PROBLEM STATEMENT
Extract the complete data exactly as given.

Stored entries
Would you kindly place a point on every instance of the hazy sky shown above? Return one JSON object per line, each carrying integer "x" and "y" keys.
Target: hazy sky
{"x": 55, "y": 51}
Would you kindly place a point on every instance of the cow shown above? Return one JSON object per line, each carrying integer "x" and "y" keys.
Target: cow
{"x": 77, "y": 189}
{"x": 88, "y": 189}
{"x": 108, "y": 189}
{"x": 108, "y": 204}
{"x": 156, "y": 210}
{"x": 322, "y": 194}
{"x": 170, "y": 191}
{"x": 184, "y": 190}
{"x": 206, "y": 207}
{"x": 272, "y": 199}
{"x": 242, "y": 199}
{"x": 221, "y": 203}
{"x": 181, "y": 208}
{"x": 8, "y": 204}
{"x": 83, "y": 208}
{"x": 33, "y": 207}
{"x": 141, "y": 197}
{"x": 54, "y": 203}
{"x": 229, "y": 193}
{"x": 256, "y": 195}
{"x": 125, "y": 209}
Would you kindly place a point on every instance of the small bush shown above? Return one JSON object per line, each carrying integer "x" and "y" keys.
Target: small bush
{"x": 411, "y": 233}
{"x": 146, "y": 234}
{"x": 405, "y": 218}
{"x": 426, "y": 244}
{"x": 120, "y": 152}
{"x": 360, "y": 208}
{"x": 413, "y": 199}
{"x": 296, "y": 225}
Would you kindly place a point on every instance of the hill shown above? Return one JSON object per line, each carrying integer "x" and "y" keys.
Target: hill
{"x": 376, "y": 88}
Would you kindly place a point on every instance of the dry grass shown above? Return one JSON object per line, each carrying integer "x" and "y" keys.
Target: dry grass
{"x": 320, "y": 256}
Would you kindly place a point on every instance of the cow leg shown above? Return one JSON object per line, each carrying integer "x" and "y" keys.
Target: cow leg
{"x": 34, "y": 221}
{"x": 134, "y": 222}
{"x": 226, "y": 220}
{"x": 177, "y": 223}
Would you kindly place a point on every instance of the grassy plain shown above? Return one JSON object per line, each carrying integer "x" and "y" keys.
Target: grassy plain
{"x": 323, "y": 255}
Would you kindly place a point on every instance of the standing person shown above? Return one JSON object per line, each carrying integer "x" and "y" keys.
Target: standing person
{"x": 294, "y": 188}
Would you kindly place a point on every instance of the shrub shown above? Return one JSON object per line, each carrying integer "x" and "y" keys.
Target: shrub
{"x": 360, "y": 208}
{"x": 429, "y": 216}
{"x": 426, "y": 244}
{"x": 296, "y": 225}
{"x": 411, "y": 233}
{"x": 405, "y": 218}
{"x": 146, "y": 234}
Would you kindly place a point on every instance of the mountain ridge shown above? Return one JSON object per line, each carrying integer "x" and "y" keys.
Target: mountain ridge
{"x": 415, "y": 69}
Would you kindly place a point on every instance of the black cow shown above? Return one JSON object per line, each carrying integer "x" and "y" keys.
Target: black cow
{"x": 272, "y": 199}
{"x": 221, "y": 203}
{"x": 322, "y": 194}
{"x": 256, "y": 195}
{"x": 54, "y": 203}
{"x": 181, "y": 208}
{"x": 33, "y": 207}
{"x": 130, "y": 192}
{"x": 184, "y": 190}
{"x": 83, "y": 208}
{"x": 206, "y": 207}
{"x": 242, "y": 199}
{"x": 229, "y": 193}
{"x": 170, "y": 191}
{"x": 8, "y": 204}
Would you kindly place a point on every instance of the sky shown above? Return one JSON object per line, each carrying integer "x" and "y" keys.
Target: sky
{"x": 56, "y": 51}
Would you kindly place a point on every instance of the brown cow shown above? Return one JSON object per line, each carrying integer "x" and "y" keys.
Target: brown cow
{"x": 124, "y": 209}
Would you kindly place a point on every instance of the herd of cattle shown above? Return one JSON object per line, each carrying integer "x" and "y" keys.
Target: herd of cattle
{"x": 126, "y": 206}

EXERCISE OUTPUT
Would you kindly place a point on every instance of the hazy sky shown above? Return one JSON object per line, each carrying integer "x" and "y" keys.
Target: hazy sky
{"x": 55, "y": 51}
Would you kindly place a point on every instance of the cow shown above? Return one JSON object per line, each carrying integer "x" and "y" keys.
Target: cow
{"x": 77, "y": 189}
{"x": 88, "y": 189}
{"x": 108, "y": 189}
{"x": 108, "y": 204}
{"x": 156, "y": 210}
{"x": 322, "y": 194}
{"x": 170, "y": 191}
{"x": 184, "y": 190}
{"x": 206, "y": 207}
{"x": 272, "y": 199}
{"x": 242, "y": 199}
{"x": 221, "y": 203}
{"x": 181, "y": 208}
{"x": 8, "y": 204}
{"x": 83, "y": 208}
{"x": 33, "y": 207}
{"x": 141, "y": 197}
{"x": 54, "y": 203}
{"x": 229, "y": 193}
{"x": 256, "y": 195}
{"x": 125, "y": 209}
Would you kindly place a point on every instance of the small bush shown above? Return one JSON object per line, each carrying integer "x" and "y" keys.
Target: small bush
{"x": 411, "y": 233}
{"x": 146, "y": 234}
{"x": 405, "y": 218}
{"x": 426, "y": 244}
{"x": 120, "y": 152}
{"x": 360, "y": 208}
{"x": 413, "y": 199}
{"x": 296, "y": 225}
Would you kindly place a point on every instance of the hill shown above? Return one JSON object per line, each carrying integer "x" and "y" keys.
Target: hill
{"x": 376, "y": 88}
Would you kindly place a point on every instance of the dry grass shown above? Return one JSON object per line, each carrying integer "x" and "y" keys.
Target: dry grass
{"x": 320, "y": 256}
Would you kindly place a point on every instance of the cow leg shown above? Return one JSON object per line, each carrying integer "x" and "y" keys.
Target: cow leg
{"x": 34, "y": 221}
{"x": 134, "y": 222}
{"x": 226, "y": 220}
{"x": 177, "y": 223}
Would you kindly place a point on every instance of the grassy plain shown above? Return one JSON object per line, each carrying integer "x" and "y" keys.
Target: grassy plain
{"x": 323, "y": 255}
Would you kindly place a point on every instance of the standing person shown above? Return one JSON object per line, each carrying integer "x" and "y" keys.
Target: standing person
{"x": 294, "y": 188}
Would you kindly place a point on every instance of the shrub shown above? Return one JSON object per line, each carrying integer "x" and "y" keys.
Target: shrub
{"x": 360, "y": 208}
{"x": 429, "y": 216}
{"x": 426, "y": 244}
{"x": 296, "y": 225}
{"x": 411, "y": 233}
{"x": 405, "y": 218}
{"x": 146, "y": 234}
Would you kindly place a point on every instance of the mountain ridge shown above? Return one JSON object per line, each carrying integer "x" and "y" keys.
Target: mountain ridge
{"x": 415, "y": 69}
Would you kindly place a point on every instance of the black cow shown above? Return one JSON object per line, each carrying integer "x" and "y" keys.
Target: black cow
{"x": 272, "y": 199}
{"x": 221, "y": 203}
{"x": 322, "y": 194}
{"x": 256, "y": 195}
{"x": 54, "y": 203}
{"x": 181, "y": 208}
{"x": 33, "y": 207}
{"x": 130, "y": 192}
{"x": 184, "y": 190}
{"x": 83, "y": 208}
{"x": 206, "y": 207}
{"x": 242, "y": 199}
{"x": 229, "y": 193}
{"x": 170, "y": 191}
{"x": 8, "y": 204}
Would you kindly place a point on every instance of the sky shown above? Return one JSON object per line, each carrying integer "x" and "y" keys.
Target: sky
{"x": 56, "y": 51}
Would you kindly place a point on every instance of the brown cow shown above? Return one JSON object per line, each carrying integer "x" and "y" keys.
Target: brown cow
{"x": 124, "y": 209}
Would you kindly place a point on every instance of the herd of cattle shown above? Return one JSON object per line, each carrying integer "x" and "y" keys.
Target: herd of cattle
{"x": 126, "y": 206}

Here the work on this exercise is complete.